Problem requirements: Please quote verbatim every line between the line holding "Could you provide the mask of every instance of the stone" and the line holding "166 152 L 167", inclusive.

Extracted material:
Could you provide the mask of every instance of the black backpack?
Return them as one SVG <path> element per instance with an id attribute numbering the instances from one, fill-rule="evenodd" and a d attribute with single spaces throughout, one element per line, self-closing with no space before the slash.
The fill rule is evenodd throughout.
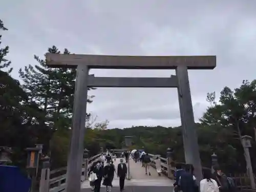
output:
<path id="1" fill-rule="evenodd" d="M 145 157 L 144 157 L 144 162 L 145 163 L 149 163 L 151 162 L 150 157 L 149 155 L 145 155 Z"/>

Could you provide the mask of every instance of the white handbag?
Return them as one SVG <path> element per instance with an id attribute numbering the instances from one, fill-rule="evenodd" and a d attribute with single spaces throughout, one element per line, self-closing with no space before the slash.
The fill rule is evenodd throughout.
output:
<path id="1" fill-rule="evenodd" d="M 97 177 L 97 175 L 94 173 L 92 173 L 90 175 L 90 177 L 88 179 L 89 181 L 91 181 L 91 182 L 94 182 L 94 181 L 97 180 L 97 179 L 98 179 L 98 178 Z"/>

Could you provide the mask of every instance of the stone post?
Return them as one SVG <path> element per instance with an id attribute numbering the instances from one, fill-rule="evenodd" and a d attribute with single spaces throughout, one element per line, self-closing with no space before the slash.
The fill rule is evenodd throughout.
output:
<path id="1" fill-rule="evenodd" d="M 67 170 L 66 192 L 81 190 L 81 170 L 84 139 L 89 70 L 88 66 L 83 65 L 79 65 L 76 70 L 72 133 Z"/>
<path id="2" fill-rule="evenodd" d="M 89 151 L 85 148 L 83 150 L 83 158 L 84 159 L 84 172 L 83 172 L 83 176 L 84 176 L 84 180 L 88 179 L 88 156 Z"/>
<path id="3" fill-rule="evenodd" d="M 248 175 L 249 175 L 249 177 L 250 178 L 251 187 L 252 189 L 255 189 L 256 188 L 255 186 L 255 180 L 254 178 L 253 172 L 252 172 L 252 167 L 251 166 L 250 153 L 249 152 L 249 148 L 251 147 L 251 140 L 252 138 L 251 136 L 248 135 L 245 135 L 242 137 L 245 160 L 246 161 L 246 167 Z"/>
<path id="4" fill-rule="evenodd" d="M 166 152 L 167 174 L 168 174 L 168 178 L 171 179 L 174 178 L 174 176 L 172 171 L 174 167 L 172 167 L 172 162 L 173 162 L 173 150 L 169 147 L 167 149 L 167 152 Z"/>
<path id="5" fill-rule="evenodd" d="M 214 173 L 215 170 L 215 168 L 219 166 L 218 156 L 216 154 L 215 154 L 215 153 L 214 153 L 210 157 L 211 158 L 211 173 Z"/>
<path id="6" fill-rule="evenodd" d="M 41 160 L 42 161 L 42 168 L 39 192 L 48 192 L 50 185 L 50 158 L 47 156 L 41 158 Z"/>
<path id="7" fill-rule="evenodd" d="M 187 69 L 187 67 L 184 66 L 179 66 L 176 69 L 178 82 L 178 96 L 185 159 L 186 163 L 193 165 L 195 176 L 198 182 L 202 180 L 203 176 Z"/>

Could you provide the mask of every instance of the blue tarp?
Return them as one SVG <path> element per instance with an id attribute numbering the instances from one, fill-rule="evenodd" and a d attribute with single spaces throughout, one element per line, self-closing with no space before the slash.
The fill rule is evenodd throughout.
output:
<path id="1" fill-rule="evenodd" d="M 145 152 L 145 151 L 144 150 L 138 150 L 138 151 L 140 153 L 142 153 L 142 152 Z"/>
<path id="2" fill-rule="evenodd" d="M 28 192 L 31 184 L 18 167 L 0 165 L 0 192 Z"/>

Complete response:
Could you provide the mask of every instance of the stone post?
Return them as one SVG <path> element per instance with an id attribute numbering the instances from one, fill-rule="evenodd" and a d attribute with single spaces throughout, one element per line, self-closing with no space before the slash.
The fill rule is evenodd throughout.
output:
<path id="1" fill-rule="evenodd" d="M 67 170 L 66 192 L 81 190 L 81 170 L 84 139 L 89 70 L 88 66 L 83 65 L 79 65 L 76 70 L 72 133 Z"/>
<path id="2" fill-rule="evenodd" d="M 89 151 L 85 148 L 83 150 L 83 158 L 84 159 L 84 172 L 83 172 L 83 176 L 84 176 L 84 180 L 88 179 L 88 156 Z"/>
<path id="3" fill-rule="evenodd" d="M 248 175 L 249 175 L 249 177 L 250 178 L 251 187 L 252 189 L 255 189 L 256 188 L 255 186 L 255 180 L 254 178 L 253 172 L 252 172 L 252 167 L 251 166 L 250 153 L 249 152 L 249 148 L 251 147 L 251 140 L 252 138 L 251 136 L 248 135 L 245 135 L 242 137 L 245 160 L 246 161 L 246 167 Z"/>
<path id="4" fill-rule="evenodd" d="M 166 152 L 167 174 L 168 174 L 168 178 L 171 179 L 174 178 L 174 176 L 172 171 L 174 167 L 172 167 L 172 162 L 173 162 L 173 150 L 169 147 L 167 149 L 167 152 Z"/>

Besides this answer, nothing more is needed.